**Text passage**
○ ○ ○ ○ ○

# Tightening up a 634 Search Light Car



## Smoke Stack Lightning (Dec 7, 2015)

I have a 634 (type 8) search light car which is the grey diecast, short handrail, yellow light housing, C&NW version.

I don't know what the designer was drinking, but this car has some flaws to deal with. Instead of the tightening screw treads being in the light housing they are at the mounting fork contact points. All tightening does is spread (force/bend) the mounting fork further apart. So the light basically aims upwards due to gravity and vibration as it rides. The swivel action is loose at the fork base causing it to vibrate around in circles. The black sheet metal pedestal looks (along with the handrails) to be riveted to the diecast car frame. Would I have to remove the rivets and pedestal to tighten the swivel nut?

I would like to be able to keep the light beam to be aimed in a specific direction, which ain't a gonna happen currentlyhwell:! Otherwise I love the car

Thanks for any help or suggestions!

Rich


----------



## flyernut (Oct 31, 2010)

All of mine are packed away. Post a couple of pictures to refresh my old mind.....


----------



## steam chaser (Feb 21, 2011)

Thanks fellas,i will dig up the rest of the cars when i get home this evening ,none of them are pristine and they all need a little tlc,but i would do that deal all day long.


----------



## Smoke Stack Lightning (Dec 7, 2015)

:lol_hitting::lol_hitting: Blind in one eye and see out of the other! There are 4 metal tabs holding the platform to the car. I've just about got this car to where I wan't it, unfortunately it won't be worth anything anymore! There is no nut on the base of the light fork bracket, it needed to be peened. As careful as I was I bent one of the forks. I tried to straighten it and it broke. No problem, JB Weld. I molded the epoxy around both arms to give it some symmetry and it doesn't look to bad. It does seem to be very strong. Then I drilled through the light housing and JB Weld a couple of stainless nuts to the inside. Now the housing actually tightens to a fixed position. I'm happy with the modification. There was a rough looking 3 light searchlight car pretty cheap on the bay. I could kick myself for not buying it for parts!

Rich


----------



## Nuttin But Flyer (Dec 19, 2011)

Unfortunately a lot of rivets were used in the "olden" days to assemble these items. Over 60 years later, who would have thought they would still be useable? Sadly the old rivets are loosening. Some slight peening may fix the loose connection, but trouble can occur as you found. I think had I been in the same predicament, I would have just JB Welded it fast rather than try to tighten it....notice my armchair quarterback tendencies.


----------



## Gilbertologist (Oct 31, 2015)

○ ○ ○ ○ ○

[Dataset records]
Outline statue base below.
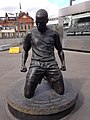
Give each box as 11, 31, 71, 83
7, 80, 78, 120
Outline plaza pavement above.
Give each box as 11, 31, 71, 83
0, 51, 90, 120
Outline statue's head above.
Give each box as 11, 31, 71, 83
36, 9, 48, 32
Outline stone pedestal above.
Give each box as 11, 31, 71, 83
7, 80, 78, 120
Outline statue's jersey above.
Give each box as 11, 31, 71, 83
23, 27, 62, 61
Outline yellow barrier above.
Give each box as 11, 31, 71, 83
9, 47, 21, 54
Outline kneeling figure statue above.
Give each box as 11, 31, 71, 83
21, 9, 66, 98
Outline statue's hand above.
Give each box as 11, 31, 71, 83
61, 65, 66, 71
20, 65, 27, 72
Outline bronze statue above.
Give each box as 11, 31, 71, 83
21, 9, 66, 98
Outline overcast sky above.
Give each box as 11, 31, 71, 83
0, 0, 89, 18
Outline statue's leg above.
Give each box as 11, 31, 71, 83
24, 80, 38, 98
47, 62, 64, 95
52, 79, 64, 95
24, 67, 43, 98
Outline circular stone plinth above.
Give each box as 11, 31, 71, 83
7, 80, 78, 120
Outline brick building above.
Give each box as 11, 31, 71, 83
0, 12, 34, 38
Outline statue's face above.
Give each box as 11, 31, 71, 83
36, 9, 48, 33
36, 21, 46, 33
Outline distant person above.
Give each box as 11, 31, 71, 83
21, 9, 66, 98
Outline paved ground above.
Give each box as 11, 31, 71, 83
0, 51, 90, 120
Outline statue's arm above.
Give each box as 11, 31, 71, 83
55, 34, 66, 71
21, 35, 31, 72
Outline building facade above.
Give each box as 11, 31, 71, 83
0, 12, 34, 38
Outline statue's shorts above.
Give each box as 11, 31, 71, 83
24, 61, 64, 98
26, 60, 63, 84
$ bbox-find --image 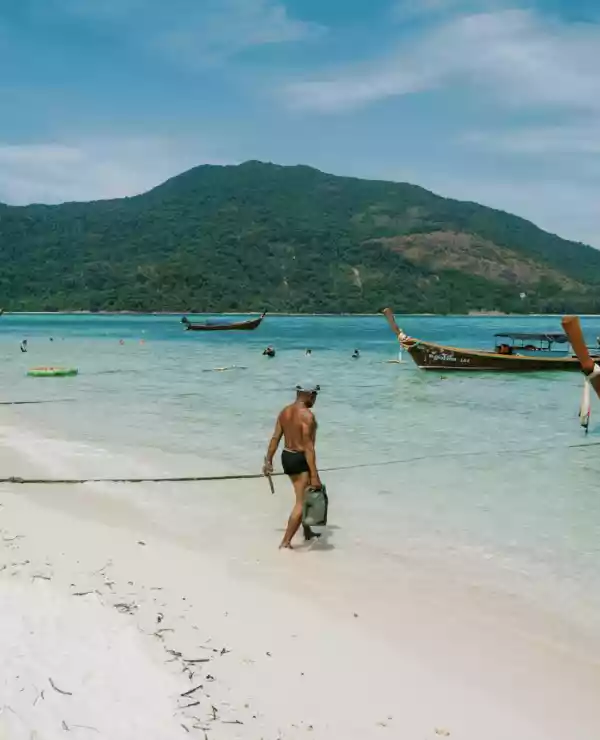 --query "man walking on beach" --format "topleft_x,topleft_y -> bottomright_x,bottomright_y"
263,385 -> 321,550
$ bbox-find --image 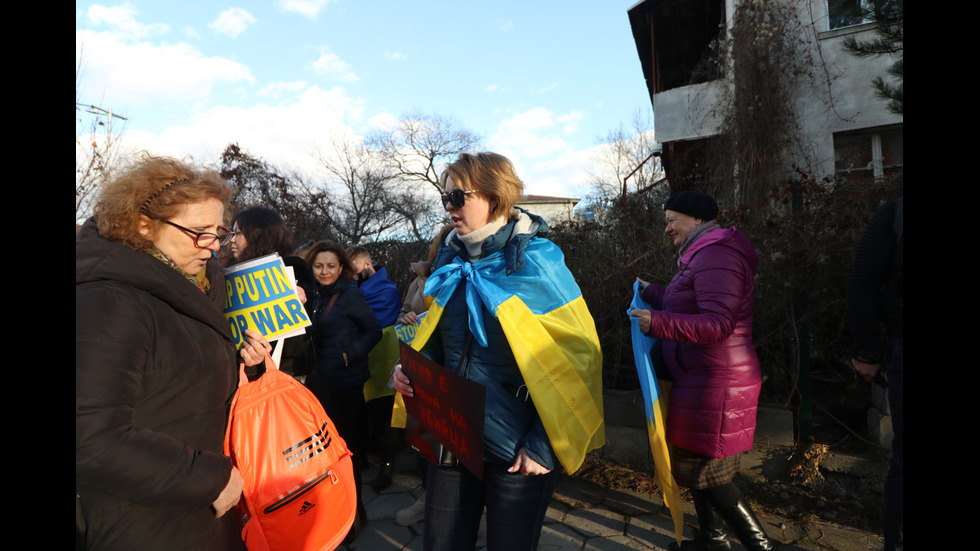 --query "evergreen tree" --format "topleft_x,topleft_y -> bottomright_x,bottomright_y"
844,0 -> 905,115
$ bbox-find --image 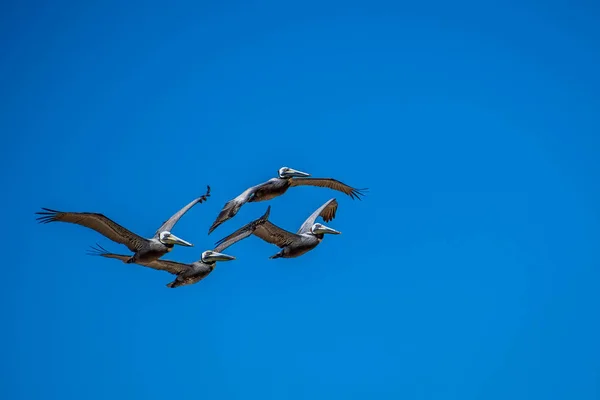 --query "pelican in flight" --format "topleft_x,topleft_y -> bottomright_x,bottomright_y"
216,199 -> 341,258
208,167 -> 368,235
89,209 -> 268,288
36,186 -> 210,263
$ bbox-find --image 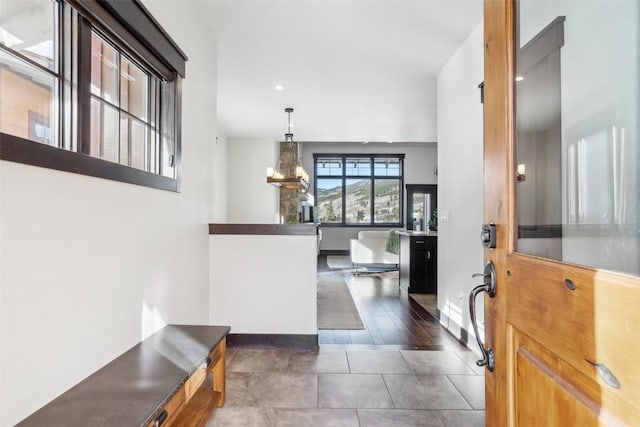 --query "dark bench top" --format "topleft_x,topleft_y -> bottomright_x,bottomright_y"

○ ○ ○ ○ ○

**Work instructions**
Return the stretch of the search light car thread from "I have a 634" through "the swivel nut?", copied word for word.

**Final result**
I have a 634 (type 8) search light car which is the grey diecast, short handrail, yellow light housing, C&NW version.

I don't know what the designer was drinking, but this car has some flaws to deal with. Instead of the tightening screw treads being in the light housing they are at the mounting fork contact points. All tightening does is spread (force/bend) the mounting fork further apart. So the light basically aims upwards due to gravity and vibration as it rides. The swivel action is loose at the fork base causing it to vibrate around in circles. The black sheet metal pedestal looks (along with the handrails) to be riveted to the diecast car frame. Would I have to remove the rivets and pedestal to tighten the swivel nut?